Please duplicate the entries below verbatim, starting with the line that contains "[232,172], drawn from the photo above." and continuing through the final line of the entries, both included.

INPUT MATERIAL:
━━━━━━

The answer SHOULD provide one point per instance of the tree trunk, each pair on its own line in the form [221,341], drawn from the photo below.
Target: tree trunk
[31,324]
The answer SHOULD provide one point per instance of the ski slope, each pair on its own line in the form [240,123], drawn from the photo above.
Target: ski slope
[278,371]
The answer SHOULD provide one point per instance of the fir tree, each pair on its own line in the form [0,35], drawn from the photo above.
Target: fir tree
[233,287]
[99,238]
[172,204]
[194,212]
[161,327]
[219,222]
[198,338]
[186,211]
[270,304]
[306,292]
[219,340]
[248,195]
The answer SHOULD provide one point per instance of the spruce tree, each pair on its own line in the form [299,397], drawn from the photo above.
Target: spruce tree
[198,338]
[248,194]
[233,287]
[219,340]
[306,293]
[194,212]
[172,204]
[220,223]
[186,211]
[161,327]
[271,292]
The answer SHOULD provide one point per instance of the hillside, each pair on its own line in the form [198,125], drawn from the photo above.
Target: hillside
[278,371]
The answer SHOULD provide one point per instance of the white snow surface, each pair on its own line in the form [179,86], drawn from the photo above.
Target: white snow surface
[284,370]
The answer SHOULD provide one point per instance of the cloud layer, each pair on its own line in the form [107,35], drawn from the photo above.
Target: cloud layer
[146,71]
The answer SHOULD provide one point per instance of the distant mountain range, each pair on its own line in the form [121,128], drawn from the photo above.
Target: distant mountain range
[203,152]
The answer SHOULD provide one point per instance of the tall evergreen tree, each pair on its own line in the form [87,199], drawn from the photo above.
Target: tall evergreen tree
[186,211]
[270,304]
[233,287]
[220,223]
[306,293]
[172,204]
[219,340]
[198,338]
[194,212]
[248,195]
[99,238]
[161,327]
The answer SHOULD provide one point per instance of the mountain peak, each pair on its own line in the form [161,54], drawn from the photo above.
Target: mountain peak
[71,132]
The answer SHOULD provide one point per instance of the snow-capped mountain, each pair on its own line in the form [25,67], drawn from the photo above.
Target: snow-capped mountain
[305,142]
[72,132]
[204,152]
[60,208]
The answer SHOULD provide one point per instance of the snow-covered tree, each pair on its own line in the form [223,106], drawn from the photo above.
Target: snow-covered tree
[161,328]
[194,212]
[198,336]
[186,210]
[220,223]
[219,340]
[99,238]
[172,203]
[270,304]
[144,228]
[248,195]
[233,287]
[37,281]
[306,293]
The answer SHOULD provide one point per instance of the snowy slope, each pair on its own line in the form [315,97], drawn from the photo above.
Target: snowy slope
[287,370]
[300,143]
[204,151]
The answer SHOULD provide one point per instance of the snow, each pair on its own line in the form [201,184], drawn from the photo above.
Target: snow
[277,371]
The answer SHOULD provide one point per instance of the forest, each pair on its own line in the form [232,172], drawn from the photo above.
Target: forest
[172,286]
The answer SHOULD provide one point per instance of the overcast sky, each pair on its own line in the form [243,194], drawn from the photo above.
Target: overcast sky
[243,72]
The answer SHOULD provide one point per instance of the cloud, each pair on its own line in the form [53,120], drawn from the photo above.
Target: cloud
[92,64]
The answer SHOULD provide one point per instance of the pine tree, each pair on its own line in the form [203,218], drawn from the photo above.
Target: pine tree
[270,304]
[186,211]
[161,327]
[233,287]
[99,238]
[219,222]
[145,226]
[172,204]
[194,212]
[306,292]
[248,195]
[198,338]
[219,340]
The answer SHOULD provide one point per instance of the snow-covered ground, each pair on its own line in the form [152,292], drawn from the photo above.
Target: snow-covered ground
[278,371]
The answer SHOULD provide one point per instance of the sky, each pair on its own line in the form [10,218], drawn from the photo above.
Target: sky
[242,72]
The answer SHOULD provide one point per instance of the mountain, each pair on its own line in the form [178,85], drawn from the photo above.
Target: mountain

━━━━━━

TASK OUTPUT:
The answer SHOULD provide one point per instance of the forest, each pair on its own line in the form [232,172], drawn from the photo above.
Target: forest
[172,286]
The answer SHOULD provide one point per instance of the overcast sky, each pair on its own line in the form [243,194], drawn from the photo above.
Target: overcast sky
[243,72]
The answer SHOULD provide one point per instance of the cloud, each pair on its own line in the form [53,120], drawn from the photo above.
Target: cloud
[92,64]
The answer SHOULD provide one point per instance of the pine tree, each pair on its own line in the form [203,218], drawn from the photo above.
Target: pine tree
[270,304]
[186,211]
[161,327]
[233,287]
[99,238]
[219,222]
[145,226]
[172,204]
[194,212]
[306,292]
[248,195]
[198,338]
[219,340]
The answer SHOULD provide one point per instance of the snow-covered ground, each pair on its own line in the form [152,292], drawn from the photo above.
Target: snow-covered ground
[278,371]
The answer SHOULD provide one point per instance of the sky, each pair on its own line in the form [10,218], drawn from the photo above.
Target: sky
[242,72]
The answer SHOULD provide one point per instance of the mountain, each pair on its own line in the form [178,85], drawn from the photo above.
Target: mountain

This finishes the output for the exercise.